WORK TASK: Without skipping or changing anything, print all the entries.

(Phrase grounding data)
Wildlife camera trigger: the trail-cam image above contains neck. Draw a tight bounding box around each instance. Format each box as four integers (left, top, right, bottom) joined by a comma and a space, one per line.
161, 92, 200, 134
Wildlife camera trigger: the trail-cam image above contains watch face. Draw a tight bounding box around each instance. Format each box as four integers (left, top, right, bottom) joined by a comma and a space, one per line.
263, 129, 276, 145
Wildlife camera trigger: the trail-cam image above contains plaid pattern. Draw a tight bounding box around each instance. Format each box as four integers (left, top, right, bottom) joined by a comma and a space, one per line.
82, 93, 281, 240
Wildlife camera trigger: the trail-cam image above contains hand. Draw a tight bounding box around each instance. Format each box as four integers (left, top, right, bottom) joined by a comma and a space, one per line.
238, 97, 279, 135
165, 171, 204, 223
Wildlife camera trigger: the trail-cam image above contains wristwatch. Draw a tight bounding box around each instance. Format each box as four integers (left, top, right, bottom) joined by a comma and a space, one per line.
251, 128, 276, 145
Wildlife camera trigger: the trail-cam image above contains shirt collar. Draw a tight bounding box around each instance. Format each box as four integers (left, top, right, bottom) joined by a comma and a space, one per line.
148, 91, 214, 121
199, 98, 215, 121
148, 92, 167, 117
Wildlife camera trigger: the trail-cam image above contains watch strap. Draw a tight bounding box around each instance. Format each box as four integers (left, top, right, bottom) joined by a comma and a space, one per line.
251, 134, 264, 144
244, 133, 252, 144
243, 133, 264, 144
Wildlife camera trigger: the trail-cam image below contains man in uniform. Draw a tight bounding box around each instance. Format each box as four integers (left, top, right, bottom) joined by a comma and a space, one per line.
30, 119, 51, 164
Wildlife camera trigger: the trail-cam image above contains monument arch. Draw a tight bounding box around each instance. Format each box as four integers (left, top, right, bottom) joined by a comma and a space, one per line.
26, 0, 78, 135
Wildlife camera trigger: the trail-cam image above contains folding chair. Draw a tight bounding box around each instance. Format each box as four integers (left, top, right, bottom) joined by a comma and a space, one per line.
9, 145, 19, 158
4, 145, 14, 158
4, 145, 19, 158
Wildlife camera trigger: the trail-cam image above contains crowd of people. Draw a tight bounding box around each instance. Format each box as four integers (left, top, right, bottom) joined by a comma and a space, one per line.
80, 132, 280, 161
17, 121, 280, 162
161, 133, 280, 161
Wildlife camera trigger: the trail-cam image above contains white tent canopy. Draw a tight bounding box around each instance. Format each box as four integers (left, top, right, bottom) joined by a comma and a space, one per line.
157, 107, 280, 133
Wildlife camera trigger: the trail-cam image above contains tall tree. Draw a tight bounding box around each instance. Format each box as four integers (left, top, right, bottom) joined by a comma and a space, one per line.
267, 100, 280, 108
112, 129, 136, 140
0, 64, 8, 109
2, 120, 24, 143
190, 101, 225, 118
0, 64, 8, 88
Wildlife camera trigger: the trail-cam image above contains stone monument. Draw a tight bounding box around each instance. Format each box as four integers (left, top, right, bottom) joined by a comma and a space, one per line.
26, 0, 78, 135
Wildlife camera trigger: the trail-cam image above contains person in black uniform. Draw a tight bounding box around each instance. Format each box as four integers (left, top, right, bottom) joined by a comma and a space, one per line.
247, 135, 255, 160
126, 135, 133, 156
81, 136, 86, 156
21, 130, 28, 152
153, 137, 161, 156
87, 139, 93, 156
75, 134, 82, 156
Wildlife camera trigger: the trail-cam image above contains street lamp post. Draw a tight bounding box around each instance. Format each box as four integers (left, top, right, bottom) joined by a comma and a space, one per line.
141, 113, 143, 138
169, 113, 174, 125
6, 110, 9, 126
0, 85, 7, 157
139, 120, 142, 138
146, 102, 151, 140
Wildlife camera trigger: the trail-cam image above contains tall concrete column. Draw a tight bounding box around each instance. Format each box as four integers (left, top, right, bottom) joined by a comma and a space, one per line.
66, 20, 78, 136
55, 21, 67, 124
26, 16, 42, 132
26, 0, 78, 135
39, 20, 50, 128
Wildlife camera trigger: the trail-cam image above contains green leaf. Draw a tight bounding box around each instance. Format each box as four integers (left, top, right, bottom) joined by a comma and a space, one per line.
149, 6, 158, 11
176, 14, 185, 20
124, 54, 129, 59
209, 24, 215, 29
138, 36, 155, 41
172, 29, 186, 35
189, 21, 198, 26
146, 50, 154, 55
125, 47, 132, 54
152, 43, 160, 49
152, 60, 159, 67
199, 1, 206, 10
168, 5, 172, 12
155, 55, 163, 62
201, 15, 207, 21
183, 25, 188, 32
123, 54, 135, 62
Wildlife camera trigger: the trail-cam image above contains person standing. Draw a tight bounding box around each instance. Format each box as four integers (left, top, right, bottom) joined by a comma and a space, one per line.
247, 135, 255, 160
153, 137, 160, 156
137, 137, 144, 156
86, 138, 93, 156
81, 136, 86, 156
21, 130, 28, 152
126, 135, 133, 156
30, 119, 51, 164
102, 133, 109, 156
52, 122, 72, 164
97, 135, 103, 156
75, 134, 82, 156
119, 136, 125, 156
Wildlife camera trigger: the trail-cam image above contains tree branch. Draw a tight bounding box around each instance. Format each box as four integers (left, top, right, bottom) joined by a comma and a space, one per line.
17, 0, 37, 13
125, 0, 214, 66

TASK RESPONSE:
Wildlife camera trigger: the trail-cam image above contains neck. Draw a tight bounding box around each instance. Format each box as four integers (left, top, right, bottom) joined by a comma and a space, one per line.
161, 92, 200, 134
Wildlife camera trigger: the trail-cam image above contains watch face. Draw a tight bounding box around each instance. Format each box as four integers (left, top, right, bottom) joined by a comma and a space, one per line.
263, 129, 276, 145
Wildlife camera trigger: the trail-cam image above contains plaid pattern. Draw a tight bounding box around each instance. Format each box as four integers (left, top, right, bottom) joined by a comma and a space, one per line.
82, 93, 281, 240
Wildlife camera trigger: the trail-cam image above contains hand. Draw a tight bounding box around each instance. Format each box as four integers (left, top, right, bottom) joined by a comma and a space, one per line.
238, 97, 279, 135
165, 171, 204, 223
Wildlife camera trigger: the trail-cam image above contains wristwatch. Draw a tight bounding box around each instance. Format each box as four integers (left, top, right, bottom) joined by a comma and a space, one per line.
251, 128, 276, 145
Wildlife camera trigger: the trail-cam image above contains shirt collar. Draw a tight bounding box around each instance. Format each box as four integers (left, top, right, bottom) joined by a comma and a space, one per line.
148, 91, 214, 121
199, 98, 215, 121
148, 92, 167, 117
Wildlife camera trigger: the trail-cam image above contains watch strap. Draw a tight bounding box around each instance. Format each box as four integers (left, top, right, bottom) joined by a comma and a space, one per line.
251, 134, 264, 144
244, 133, 252, 144
243, 133, 264, 144
Wildlife camera trigger: the trail-cam image below contains man in uniform. Draw a tight bounding box around each instance. Format each box as four integers (left, top, right, bottom) joined by a comma and a space, one per line.
30, 119, 51, 164
Wildlife camera trigger: the trail-cam image above contains monument arch. Draw a tight bounding box around each instance. Format each box as four integers (left, top, right, bottom) joined by a comma and a space, one per line.
26, 0, 78, 135
Wildlife camera trigger: the trail-cam image above contains folding chair. Draw a tight bounding box around each instance. Format each box as four integers (left, top, right, bottom) joined by a comma and a space, one per line.
9, 145, 19, 158
4, 145, 14, 158
4, 145, 19, 158
Wildlife camera trigger: the trail-cam image above contains crowd of people. Draw a tight bounding box around each instance. Format each box as four integers (left, top, right, bottom) joined by a comma and a space, one per line.
80, 132, 280, 161
17, 121, 280, 162
161, 133, 280, 161
Wildlife camera trigger: the trail-cam image above contains white tent canopy. Draw a tight bounding box around each instance. Format each box as four integers (left, top, right, bottom) joined by a comma and a space, one per line.
157, 107, 280, 133
Wildlife camera trigger: the trail-cam image above contains tall tree. Draw a tight bounding box around each instance. Format each box as four integers (left, top, right, bottom) joined by a comma and a space, one per line.
267, 100, 280, 108
112, 129, 136, 140
0, 64, 8, 109
2, 120, 24, 143
190, 101, 225, 118
0, 64, 8, 88
Wildlife camera trigger: the trail-cam image above contains stone monument. Draw a tight bounding box around each instance. Format each box as four integers (left, top, right, bottom) joined by a comma and a space, one per line.
26, 0, 78, 135
Wildlife camera trigger: the trail-cam image above contains person in black uniform. Draw a tight bounding box around each instance. Format each box as four integers (left, top, right, bottom) joined by a comma and a space, one per line.
247, 135, 255, 160
126, 135, 133, 156
81, 136, 86, 156
21, 130, 28, 152
153, 137, 161, 156
87, 139, 93, 156
75, 134, 82, 156
Wildlife camera trigger: the trail-cam image above contains street lamp post. Draw a tight bounding box around each instance. Format each box as four integers (left, top, right, bottom) joined by a comma and a space, one per line.
141, 113, 143, 138
169, 113, 174, 125
6, 110, 9, 126
0, 85, 7, 157
139, 120, 142, 138
146, 102, 151, 140
Wildlife camera trigger: the trail-cam image above contains tall concrete column. Draw a tight bounding box around each instance. Format each box as four integers (left, top, right, bottom) joined by a comma and a space, one per line.
66, 20, 78, 136
55, 21, 67, 124
26, 16, 42, 132
26, 0, 78, 135
39, 20, 50, 128
Wildlife camera trigger: the trail-cam image above contains green leaf. Draw a tight bounding box around each instance. Format each box as four integers (left, top, right, bottom) joined by a comma and a space, one per line.
149, 6, 158, 11
176, 14, 185, 20
124, 54, 129, 59
209, 24, 215, 29
138, 36, 155, 41
172, 29, 186, 35
189, 21, 198, 26
146, 50, 154, 55
125, 47, 132, 54
152, 43, 160, 49
152, 60, 159, 67
199, 1, 206, 10
168, 5, 172, 12
155, 55, 163, 62
201, 15, 207, 21
183, 25, 188, 32
123, 54, 135, 62
Wildlife camera trigger: the trail-cam image above contains person standing. Draw a tight bounding box around each instance. Format each box as four integers (left, top, right, bottom) joined by a comma and a space, one per line.
247, 135, 255, 160
153, 137, 160, 156
137, 137, 144, 156
86, 138, 93, 156
81, 136, 86, 156
21, 130, 28, 152
126, 135, 133, 156
30, 119, 51, 164
102, 133, 109, 156
52, 122, 72, 164
97, 135, 103, 156
75, 134, 82, 156
119, 136, 125, 156
Wildlife camera trigger: the trail-cam image above contains tree branch. Draw a tight bounding box around each instance. Format each box as four integers (left, top, right, bottom) joined by a comma and a space, one per line.
17, 0, 37, 13
125, 0, 214, 66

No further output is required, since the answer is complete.